- **EXERCISE DIRECTIONS**: Copy each line of the records that includes "bare".

- **Point localization data**:
◆ ◆ ◆ ◆

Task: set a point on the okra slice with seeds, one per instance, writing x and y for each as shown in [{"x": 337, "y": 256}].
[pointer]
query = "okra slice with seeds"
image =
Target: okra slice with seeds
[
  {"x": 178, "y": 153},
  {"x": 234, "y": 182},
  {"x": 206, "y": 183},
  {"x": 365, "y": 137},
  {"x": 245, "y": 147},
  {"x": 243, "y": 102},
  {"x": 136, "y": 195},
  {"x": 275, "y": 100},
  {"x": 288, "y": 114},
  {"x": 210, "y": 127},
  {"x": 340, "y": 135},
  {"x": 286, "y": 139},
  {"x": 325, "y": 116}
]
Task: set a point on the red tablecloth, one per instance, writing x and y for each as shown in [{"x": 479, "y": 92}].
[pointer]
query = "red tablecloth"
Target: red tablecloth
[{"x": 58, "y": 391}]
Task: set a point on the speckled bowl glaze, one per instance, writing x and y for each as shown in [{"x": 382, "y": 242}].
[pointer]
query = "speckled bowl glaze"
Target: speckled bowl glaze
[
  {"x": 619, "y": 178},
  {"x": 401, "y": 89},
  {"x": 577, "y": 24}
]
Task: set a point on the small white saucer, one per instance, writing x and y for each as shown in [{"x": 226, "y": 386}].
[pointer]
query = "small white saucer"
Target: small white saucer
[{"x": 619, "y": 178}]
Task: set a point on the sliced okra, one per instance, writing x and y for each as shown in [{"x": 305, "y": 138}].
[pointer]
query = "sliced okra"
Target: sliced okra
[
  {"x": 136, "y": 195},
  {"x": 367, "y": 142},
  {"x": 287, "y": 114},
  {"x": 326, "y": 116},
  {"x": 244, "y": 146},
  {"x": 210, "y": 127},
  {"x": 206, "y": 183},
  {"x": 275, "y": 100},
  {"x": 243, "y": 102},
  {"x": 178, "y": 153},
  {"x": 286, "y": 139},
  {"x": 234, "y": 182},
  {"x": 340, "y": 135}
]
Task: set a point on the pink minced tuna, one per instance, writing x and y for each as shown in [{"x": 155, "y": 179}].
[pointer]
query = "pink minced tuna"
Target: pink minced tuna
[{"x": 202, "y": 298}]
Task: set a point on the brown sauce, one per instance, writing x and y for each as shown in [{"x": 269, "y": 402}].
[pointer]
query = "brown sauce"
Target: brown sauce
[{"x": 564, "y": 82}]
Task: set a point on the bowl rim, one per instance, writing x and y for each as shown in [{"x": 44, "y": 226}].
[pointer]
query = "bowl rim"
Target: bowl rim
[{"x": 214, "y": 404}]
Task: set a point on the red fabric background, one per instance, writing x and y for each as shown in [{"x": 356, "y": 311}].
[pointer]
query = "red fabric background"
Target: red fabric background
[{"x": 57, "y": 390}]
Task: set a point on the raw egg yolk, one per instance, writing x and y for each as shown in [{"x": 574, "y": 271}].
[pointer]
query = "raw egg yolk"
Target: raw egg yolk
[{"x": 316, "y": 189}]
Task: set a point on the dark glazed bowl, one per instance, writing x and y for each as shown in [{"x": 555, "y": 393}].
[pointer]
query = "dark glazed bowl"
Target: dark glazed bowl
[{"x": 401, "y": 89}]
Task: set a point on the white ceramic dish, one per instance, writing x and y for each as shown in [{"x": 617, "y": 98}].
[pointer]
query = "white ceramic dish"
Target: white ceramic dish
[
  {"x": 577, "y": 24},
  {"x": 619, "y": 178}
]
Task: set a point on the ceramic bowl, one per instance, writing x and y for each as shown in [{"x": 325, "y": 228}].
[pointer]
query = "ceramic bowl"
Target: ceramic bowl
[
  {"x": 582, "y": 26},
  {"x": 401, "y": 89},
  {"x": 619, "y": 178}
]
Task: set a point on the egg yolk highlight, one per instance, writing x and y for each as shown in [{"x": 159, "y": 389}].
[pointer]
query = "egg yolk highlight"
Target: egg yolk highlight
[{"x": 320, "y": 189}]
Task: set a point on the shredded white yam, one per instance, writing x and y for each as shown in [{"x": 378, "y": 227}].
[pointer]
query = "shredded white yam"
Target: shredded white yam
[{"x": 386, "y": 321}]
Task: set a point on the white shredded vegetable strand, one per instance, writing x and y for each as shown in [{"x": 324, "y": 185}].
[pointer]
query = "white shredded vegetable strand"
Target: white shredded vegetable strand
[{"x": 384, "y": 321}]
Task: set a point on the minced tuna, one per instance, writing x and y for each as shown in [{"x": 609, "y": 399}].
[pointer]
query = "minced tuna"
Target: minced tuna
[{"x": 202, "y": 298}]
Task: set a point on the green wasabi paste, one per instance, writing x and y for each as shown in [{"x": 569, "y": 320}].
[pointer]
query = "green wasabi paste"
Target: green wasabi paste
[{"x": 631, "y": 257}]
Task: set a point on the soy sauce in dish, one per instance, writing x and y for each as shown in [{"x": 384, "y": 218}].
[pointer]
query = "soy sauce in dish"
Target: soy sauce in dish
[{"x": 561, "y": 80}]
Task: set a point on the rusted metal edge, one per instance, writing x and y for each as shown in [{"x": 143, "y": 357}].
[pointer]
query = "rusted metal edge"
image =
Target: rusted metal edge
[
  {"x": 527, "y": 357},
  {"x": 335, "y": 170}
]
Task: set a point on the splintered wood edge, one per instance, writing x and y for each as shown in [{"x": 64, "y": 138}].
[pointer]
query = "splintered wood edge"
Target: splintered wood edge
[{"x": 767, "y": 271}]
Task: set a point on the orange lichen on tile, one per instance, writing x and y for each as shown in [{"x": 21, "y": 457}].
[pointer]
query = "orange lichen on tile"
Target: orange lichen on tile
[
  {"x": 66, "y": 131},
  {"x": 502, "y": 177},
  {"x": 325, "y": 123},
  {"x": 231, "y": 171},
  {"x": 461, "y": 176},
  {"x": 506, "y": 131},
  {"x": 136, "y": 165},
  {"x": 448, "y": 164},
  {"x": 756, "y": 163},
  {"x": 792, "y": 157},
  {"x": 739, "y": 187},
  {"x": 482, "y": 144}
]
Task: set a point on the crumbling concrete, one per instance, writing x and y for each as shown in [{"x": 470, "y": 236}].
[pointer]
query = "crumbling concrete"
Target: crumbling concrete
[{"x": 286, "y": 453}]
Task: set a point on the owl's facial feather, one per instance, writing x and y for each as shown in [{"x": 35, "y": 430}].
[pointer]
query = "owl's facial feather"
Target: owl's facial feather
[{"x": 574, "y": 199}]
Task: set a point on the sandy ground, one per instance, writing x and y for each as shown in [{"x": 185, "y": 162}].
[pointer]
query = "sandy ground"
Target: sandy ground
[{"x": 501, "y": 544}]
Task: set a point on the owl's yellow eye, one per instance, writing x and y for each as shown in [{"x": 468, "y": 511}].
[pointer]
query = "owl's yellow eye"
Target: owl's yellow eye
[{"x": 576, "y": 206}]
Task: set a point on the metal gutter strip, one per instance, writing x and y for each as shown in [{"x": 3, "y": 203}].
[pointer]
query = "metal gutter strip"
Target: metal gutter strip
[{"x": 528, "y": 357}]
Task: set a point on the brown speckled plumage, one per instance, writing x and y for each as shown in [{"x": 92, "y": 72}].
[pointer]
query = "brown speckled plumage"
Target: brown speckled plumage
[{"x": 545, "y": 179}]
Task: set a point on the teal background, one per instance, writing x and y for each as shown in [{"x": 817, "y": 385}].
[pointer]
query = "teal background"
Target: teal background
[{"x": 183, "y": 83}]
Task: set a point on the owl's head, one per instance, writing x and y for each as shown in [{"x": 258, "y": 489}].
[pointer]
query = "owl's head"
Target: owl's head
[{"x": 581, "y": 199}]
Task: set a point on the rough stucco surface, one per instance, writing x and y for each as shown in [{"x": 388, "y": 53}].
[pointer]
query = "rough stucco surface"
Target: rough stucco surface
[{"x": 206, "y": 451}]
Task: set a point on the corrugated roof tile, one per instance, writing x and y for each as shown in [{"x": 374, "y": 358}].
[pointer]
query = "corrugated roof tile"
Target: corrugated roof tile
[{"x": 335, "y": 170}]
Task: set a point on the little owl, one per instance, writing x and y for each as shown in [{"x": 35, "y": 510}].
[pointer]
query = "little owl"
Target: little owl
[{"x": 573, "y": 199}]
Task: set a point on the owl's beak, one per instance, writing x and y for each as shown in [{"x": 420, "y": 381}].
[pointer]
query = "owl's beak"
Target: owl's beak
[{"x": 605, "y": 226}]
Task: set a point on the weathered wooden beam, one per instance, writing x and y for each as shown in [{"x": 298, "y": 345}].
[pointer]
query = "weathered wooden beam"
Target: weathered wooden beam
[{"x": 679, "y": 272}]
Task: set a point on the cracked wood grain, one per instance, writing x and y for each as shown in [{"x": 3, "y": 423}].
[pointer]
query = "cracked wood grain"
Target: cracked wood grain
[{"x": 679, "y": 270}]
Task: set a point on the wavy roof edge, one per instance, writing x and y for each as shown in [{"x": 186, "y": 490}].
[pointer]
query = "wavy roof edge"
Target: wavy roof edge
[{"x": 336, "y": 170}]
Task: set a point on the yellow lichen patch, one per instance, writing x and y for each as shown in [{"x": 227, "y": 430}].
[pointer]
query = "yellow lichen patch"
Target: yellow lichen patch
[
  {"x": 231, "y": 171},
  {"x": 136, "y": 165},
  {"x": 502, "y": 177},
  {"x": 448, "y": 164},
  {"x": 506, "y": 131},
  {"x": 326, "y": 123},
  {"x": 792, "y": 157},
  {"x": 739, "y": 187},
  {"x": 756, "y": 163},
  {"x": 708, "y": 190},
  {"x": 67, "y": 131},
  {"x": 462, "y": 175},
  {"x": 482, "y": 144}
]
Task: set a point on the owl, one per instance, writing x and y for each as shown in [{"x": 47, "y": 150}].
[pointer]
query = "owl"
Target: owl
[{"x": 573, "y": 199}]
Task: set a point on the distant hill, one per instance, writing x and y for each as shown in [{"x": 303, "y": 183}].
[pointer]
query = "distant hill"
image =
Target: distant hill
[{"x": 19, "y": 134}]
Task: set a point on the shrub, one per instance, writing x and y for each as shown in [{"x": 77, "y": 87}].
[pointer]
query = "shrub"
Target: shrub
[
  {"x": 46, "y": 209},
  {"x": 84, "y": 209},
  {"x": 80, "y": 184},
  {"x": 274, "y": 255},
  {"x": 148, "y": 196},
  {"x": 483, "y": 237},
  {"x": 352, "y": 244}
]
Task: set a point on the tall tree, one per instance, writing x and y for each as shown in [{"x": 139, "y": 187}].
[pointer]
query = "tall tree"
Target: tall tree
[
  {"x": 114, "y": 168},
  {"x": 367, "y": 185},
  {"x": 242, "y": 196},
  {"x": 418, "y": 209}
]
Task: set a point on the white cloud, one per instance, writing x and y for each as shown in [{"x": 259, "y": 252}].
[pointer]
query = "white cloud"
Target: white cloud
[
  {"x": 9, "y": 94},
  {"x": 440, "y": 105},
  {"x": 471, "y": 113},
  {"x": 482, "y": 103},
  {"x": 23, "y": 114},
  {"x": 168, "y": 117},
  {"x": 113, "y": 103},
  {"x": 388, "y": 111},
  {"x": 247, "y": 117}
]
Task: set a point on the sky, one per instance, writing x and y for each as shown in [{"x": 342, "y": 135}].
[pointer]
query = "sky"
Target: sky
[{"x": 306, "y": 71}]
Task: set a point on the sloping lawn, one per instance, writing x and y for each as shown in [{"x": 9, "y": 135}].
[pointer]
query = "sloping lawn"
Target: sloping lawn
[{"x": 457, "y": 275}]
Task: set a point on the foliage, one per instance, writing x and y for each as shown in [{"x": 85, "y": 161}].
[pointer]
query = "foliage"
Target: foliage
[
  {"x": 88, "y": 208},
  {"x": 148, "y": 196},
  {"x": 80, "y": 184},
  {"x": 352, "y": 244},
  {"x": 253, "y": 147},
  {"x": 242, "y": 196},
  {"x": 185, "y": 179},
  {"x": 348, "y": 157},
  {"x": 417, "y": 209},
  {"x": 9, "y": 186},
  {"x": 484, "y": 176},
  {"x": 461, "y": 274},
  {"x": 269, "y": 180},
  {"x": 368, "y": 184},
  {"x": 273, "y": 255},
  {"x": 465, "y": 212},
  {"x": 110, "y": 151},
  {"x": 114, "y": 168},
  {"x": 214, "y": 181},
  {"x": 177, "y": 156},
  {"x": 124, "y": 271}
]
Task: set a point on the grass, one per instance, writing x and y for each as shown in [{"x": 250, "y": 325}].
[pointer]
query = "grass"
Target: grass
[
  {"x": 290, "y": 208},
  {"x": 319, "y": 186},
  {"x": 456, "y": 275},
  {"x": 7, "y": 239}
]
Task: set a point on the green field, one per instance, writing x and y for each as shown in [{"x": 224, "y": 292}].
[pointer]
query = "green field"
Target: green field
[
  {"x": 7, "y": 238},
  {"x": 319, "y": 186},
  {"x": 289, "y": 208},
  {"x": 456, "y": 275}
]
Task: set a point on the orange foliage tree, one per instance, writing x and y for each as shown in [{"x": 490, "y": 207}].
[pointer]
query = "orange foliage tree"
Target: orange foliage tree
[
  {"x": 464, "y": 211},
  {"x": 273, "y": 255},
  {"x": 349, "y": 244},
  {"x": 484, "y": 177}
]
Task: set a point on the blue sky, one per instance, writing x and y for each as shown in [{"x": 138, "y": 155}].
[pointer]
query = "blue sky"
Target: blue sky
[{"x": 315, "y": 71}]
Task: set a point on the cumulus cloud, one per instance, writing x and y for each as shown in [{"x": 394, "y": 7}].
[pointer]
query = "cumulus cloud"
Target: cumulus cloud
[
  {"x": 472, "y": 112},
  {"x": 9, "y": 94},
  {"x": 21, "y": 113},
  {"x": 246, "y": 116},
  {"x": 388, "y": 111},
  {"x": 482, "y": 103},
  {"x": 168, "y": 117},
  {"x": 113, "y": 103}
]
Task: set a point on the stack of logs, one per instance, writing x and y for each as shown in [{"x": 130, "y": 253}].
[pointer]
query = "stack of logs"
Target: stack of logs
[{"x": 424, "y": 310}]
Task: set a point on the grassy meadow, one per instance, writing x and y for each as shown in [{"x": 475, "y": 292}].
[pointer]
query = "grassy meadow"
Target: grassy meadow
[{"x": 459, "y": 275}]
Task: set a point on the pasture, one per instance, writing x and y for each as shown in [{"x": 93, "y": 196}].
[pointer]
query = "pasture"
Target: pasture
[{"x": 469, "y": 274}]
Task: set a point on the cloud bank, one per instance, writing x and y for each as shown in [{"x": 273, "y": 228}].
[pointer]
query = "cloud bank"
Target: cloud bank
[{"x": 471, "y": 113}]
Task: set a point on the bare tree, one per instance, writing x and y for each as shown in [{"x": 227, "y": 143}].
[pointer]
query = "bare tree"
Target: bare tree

◆ ◆ ◆ ◆

- **EXERCISE SOLUTION**:
Task: set a point on the bare tree, one per instance, writing x and y for each as shown in [{"x": 227, "y": 143}].
query = "bare tree"
Target: bare tree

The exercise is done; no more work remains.